*What you are asked to do*. Could you copy, exactly as written, every line from the first line of the records through the one containing "[[327, 362], [14, 94], [372, 425], [545, 244]]"?

┌──

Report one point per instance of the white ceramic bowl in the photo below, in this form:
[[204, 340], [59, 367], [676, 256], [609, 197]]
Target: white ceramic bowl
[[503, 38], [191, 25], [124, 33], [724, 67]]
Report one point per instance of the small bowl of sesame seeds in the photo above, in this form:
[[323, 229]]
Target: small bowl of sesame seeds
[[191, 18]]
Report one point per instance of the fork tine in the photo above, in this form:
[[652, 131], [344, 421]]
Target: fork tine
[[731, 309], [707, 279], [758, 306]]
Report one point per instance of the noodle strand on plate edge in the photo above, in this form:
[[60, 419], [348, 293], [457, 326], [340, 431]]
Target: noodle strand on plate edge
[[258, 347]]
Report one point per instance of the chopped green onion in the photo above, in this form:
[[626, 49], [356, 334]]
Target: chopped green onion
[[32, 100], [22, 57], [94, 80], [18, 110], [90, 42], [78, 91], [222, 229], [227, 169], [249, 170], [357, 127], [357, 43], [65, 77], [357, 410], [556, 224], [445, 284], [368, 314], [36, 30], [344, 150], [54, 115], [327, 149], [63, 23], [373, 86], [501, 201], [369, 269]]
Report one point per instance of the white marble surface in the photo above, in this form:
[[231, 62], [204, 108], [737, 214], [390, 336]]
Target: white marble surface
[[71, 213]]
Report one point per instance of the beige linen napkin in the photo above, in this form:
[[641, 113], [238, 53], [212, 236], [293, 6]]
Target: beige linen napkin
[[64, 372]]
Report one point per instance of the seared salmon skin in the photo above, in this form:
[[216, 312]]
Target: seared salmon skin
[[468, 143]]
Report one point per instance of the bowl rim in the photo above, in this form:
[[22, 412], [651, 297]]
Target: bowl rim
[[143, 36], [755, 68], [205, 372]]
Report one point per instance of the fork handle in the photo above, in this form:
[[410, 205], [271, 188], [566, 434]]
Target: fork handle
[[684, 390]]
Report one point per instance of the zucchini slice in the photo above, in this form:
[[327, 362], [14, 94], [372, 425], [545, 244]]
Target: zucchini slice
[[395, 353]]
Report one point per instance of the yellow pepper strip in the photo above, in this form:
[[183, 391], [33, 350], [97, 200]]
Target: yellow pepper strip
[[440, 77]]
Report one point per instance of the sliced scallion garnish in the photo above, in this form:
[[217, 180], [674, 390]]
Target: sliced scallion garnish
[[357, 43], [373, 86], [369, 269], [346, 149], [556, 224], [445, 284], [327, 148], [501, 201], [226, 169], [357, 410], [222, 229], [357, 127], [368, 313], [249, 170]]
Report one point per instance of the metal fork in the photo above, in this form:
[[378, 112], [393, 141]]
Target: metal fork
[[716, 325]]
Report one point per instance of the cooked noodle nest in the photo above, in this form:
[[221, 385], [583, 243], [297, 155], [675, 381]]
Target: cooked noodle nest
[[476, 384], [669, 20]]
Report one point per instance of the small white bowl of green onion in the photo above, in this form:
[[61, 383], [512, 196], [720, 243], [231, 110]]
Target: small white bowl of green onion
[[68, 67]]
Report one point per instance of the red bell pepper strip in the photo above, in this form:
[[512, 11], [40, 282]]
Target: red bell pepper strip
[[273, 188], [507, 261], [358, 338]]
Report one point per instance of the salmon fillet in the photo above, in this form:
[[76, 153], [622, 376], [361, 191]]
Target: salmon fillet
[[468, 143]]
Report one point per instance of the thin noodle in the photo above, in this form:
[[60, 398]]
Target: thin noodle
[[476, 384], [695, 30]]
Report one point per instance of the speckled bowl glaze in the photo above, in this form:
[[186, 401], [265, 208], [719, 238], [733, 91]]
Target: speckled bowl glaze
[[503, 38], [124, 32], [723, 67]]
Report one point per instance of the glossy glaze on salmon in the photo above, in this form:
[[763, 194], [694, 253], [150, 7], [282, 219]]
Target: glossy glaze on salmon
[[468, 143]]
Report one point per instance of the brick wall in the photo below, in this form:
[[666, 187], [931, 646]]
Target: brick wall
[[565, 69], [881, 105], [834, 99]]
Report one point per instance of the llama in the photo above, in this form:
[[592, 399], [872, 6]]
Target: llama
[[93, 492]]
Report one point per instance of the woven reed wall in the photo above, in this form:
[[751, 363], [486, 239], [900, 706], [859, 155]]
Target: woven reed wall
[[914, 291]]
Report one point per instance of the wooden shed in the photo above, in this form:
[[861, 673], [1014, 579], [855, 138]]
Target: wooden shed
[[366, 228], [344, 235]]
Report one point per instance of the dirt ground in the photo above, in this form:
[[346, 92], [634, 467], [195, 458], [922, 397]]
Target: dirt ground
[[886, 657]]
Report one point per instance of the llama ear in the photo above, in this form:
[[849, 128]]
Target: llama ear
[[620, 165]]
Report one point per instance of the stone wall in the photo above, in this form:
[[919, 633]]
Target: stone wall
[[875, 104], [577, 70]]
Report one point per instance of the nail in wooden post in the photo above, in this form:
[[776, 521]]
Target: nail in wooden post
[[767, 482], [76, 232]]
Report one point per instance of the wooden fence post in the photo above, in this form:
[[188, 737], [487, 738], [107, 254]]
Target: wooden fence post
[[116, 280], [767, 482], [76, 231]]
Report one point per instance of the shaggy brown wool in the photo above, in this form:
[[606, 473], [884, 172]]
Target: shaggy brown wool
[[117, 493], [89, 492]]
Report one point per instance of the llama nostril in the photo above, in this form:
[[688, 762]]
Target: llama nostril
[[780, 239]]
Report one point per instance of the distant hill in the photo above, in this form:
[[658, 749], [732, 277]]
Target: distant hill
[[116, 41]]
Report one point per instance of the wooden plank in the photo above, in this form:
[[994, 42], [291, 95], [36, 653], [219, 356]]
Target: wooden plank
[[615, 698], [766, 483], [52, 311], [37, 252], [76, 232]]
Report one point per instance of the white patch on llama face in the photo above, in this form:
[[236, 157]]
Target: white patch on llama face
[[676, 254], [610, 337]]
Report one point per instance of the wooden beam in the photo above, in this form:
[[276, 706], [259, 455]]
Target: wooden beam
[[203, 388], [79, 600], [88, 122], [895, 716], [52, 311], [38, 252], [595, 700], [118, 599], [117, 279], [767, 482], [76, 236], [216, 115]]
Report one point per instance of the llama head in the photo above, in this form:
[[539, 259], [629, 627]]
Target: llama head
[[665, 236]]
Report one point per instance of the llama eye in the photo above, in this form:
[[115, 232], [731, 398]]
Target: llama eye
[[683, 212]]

└──

*Answer to the exercise*.
Report one point per instance of the white ceramic bowl in the photo below, in this form:
[[204, 340], [59, 367], [676, 256], [609, 197]]
Target: white ceramic bowl
[[503, 38], [191, 25], [124, 33], [724, 67]]
Report one point per instance of the small bowl of sesame seeds in the photo above, in this form:
[[323, 229]]
Target: small bowl of sesame seeds
[[191, 18]]
Report one point per instance of the fork tine in the photo above, in this form:
[[652, 131], [344, 421]]
Target: fork tine
[[731, 309], [707, 279], [758, 306]]
Report one point per instance of the noodle strand on plate edge in the photo above, in this form:
[[60, 419], [348, 293], [457, 326], [340, 431]]
Target: noodle strand on plate edge
[[258, 347]]
Report one point per instance of the chopped green onion in the photo above, in this form:
[[626, 49], [356, 334]]
Target: chopped green onion
[[32, 100], [22, 57], [94, 80], [18, 110], [90, 42], [78, 91], [222, 229], [227, 169], [249, 170], [357, 127], [357, 43], [65, 77], [357, 410], [556, 224], [445, 284], [368, 314], [36, 30], [344, 150], [54, 115], [327, 149], [63, 23], [373, 86], [501, 201], [369, 269]]
Report one point per instance of the white marble surface in the photo above, in this form:
[[231, 62], [204, 108], [737, 214], [390, 336]]
Target: white marble surface
[[71, 213]]
Report one point per instance of the beige linen napkin in the photo above, in this form:
[[641, 113], [238, 53], [212, 236], [293, 6]]
Target: beige linen napkin
[[64, 372]]
Report one point per instance of the seared salmon skin in the photo above, in this form:
[[216, 312]]
Target: seared salmon skin
[[468, 143]]
Report one point per instance of the bowl rim in the photo above, in this form:
[[22, 412], [651, 297]]
Target: bowl rim
[[143, 36], [755, 68], [205, 372]]
Report one point per instance of the fork handle in the photo above, in this form:
[[410, 205], [271, 188], [566, 434]]
Target: fork handle
[[684, 390]]
Report one point per instance of the zucchini slice in the photo above, in this form:
[[327, 362], [14, 94], [372, 425], [545, 244]]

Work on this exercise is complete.